_EXTRACT TO READ_:
*-*-*

Skip to main content
Version: Next

Connector Options

The following table lists the options that can be used to configure the Fluss table in Flink, including the storage format, the read/write behaviors.

How to Configure Options

You can configure the Fluss table options in Flink SQL DDL statements. For example, the following SQL statement creates a Fluss table with the table.log.ttl set to 7 days:

Configure options when creating a table

All the options in this page can be set when creating a table. Once a table is created, the defined options will be stored as a part of the metadata of the Fluss table. The stored options will be used when reading or writing the table. For example, the following SQL statement creates a Fluss table with the table.log.ttl set to 7 days and disables the CRC check for the log reading:

CREATE TABLE log_table (
order_id BIGINT,
item_id BIGINT,
amount INT,
address STRING
) WITH (
'table.log.ttl' = '7d',
'client.scanner.log.check-crc' = 'false'
);

Dynamically apply options via SQL hints

You can dynamically apply the options via SQL hints. The dynamically applied options will not be stored as metadata of the table. They will only be used for the current query and will not affect other queries on the table. The dynamically applied options have a higher priority than the options stored in the metadata of the table.

note

The Storage Options doesn't supported to be dynamically configured via SQL hints, because the storage behavior is determined when the table is created.

*-*-*

(Data extracted from a collection)
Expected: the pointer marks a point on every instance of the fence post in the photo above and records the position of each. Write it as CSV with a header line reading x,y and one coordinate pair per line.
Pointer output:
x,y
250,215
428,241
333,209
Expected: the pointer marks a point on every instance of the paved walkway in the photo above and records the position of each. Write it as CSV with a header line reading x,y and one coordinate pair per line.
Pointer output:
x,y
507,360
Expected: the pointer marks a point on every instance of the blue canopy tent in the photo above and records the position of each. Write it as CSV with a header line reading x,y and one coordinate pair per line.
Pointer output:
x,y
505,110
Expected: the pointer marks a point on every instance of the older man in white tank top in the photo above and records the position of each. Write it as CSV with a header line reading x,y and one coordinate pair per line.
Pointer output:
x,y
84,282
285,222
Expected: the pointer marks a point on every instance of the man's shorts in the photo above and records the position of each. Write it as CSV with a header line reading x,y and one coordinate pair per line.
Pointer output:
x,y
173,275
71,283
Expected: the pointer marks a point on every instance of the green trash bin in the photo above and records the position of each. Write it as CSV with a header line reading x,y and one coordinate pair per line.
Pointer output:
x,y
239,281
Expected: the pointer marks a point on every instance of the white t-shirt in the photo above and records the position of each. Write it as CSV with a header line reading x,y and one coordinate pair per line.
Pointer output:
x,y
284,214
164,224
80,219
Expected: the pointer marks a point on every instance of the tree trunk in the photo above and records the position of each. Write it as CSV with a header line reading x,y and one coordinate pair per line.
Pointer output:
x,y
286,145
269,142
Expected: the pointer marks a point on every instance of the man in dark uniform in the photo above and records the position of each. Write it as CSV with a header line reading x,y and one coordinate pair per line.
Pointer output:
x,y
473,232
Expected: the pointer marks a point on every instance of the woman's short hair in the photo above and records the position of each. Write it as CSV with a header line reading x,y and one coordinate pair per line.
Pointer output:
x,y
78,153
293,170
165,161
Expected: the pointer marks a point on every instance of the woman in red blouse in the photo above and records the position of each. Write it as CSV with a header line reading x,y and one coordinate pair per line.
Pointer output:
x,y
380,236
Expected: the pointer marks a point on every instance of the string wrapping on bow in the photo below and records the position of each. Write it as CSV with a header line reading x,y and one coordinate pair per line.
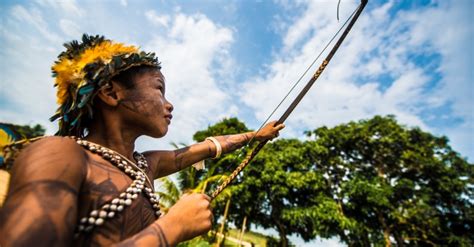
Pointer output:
x,y
353,18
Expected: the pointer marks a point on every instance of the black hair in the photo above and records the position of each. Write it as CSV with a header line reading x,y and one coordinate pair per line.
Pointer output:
x,y
127,78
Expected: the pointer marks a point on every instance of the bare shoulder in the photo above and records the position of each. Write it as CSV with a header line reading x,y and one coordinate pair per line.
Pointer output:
x,y
59,158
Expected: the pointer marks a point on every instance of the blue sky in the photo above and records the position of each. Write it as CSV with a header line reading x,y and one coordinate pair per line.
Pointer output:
x,y
413,59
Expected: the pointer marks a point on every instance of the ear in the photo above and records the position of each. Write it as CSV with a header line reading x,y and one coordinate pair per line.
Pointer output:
x,y
111,93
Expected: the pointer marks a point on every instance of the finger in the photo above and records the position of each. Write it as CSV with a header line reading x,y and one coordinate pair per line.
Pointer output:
x,y
280,126
206,197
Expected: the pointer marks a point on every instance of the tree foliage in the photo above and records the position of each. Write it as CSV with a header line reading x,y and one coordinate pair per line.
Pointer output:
x,y
395,182
371,182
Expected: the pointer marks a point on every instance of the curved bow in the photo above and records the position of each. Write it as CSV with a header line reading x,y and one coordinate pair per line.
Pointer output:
x,y
295,102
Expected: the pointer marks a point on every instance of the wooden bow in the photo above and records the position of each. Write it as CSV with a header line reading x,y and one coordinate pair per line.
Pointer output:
x,y
295,102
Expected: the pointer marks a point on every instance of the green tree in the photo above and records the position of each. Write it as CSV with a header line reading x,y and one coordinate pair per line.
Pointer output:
x,y
394,182
371,182
24,131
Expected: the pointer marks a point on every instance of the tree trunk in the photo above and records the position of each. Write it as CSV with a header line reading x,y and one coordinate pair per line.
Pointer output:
x,y
386,230
282,233
399,239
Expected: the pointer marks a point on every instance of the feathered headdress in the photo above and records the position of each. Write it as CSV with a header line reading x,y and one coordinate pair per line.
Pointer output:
x,y
83,69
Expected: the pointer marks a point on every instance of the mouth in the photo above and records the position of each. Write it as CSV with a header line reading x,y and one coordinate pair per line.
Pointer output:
x,y
168,118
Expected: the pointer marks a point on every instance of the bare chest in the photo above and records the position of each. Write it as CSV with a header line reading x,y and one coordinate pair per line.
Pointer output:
x,y
103,184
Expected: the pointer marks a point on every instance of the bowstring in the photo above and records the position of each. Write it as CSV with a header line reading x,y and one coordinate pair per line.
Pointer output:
x,y
242,149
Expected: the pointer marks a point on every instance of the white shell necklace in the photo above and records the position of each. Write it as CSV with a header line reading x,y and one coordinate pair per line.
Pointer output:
x,y
139,185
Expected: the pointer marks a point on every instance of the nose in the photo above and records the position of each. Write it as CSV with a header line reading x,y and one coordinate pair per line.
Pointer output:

*-*-*

_TO DO_:
• 1. In the Fluss connector options page, which takes priority: options applied through SQL hints or options stored in the table's metadata?
• 2. Copy the part of the Fluss connector options page that starts at "You can dynamically" and ends at "table is created.".
• 3. Write the next part of the Fluss connector options page, picking up right after its last sentence.

_ANSWERS FOR THE EXERCISE_:
• 1. Options applied through SQL hints take priority over options stored in the table's metadata.

• 2.
You can dynamically apply the options via SQL hints. The dynamically applied options will not be stored as metadata of the table. They will only be used for the current query and will not affect other queries on the table. The dynamically applied options have a higher priority than the options stored in the metadata of the table.

note

The Storage Options doesn't supported to be dynamically configured via SQL hints, because the storage behavior is determined when the table is created.

• 3.
For example, the following SQL statements temporarily disables the CRC check for the log reading and ignores deletes for writing:

-- SQL hints on source tables
SELECT * FROM log_table /*+ OPTIONS('client.scanner.log.check-crc' = '7d') */;

-- SQL hints on sink tables
INSERT INTO pk_table2 /*+ OPTIONS('sink.ignore-delete'='true') */ select * from pk_table1;

Configure options by altering table

This is not supported yet, but is planned in the near future. For example, the following SQL statement alters the Fluss table with the table.log.ttl set to 7 days:

ALTER TABLE log_table SET ('table.log.ttl' = '7d');

Storage Options

OptionTypeDefaultDescription
bucket.numintThe bucket number of Fluss cluster.The number of buckets of a Fluss table.
bucket.keyString(none)Specific the distribution policy of the Fluss table. Data will be distributed to each bucket according to the hash value of bucket-key. If you specify multiple fields, delimiter is ','. If the table is with primary key, you can't specific bucket key currently. The bucket keys will always be the primary key(excluding partition key). If the table is not with primary key, you can specific bucket key, and when the bucket key is not specified, the data will be distributed to each bucket randomly.
table.log.ttlDuration7 daysThe time to live for log segments. The configuration controls the maximum time we will retain a log before we will delete old segments to free up space. If set to -1, the log will not be deleted.
table.auto-partition.enabledBooleanfalseWhether enable auto partition for the table. Disable by default. When auto partition is enabled, the partitions of the table will be created automatically.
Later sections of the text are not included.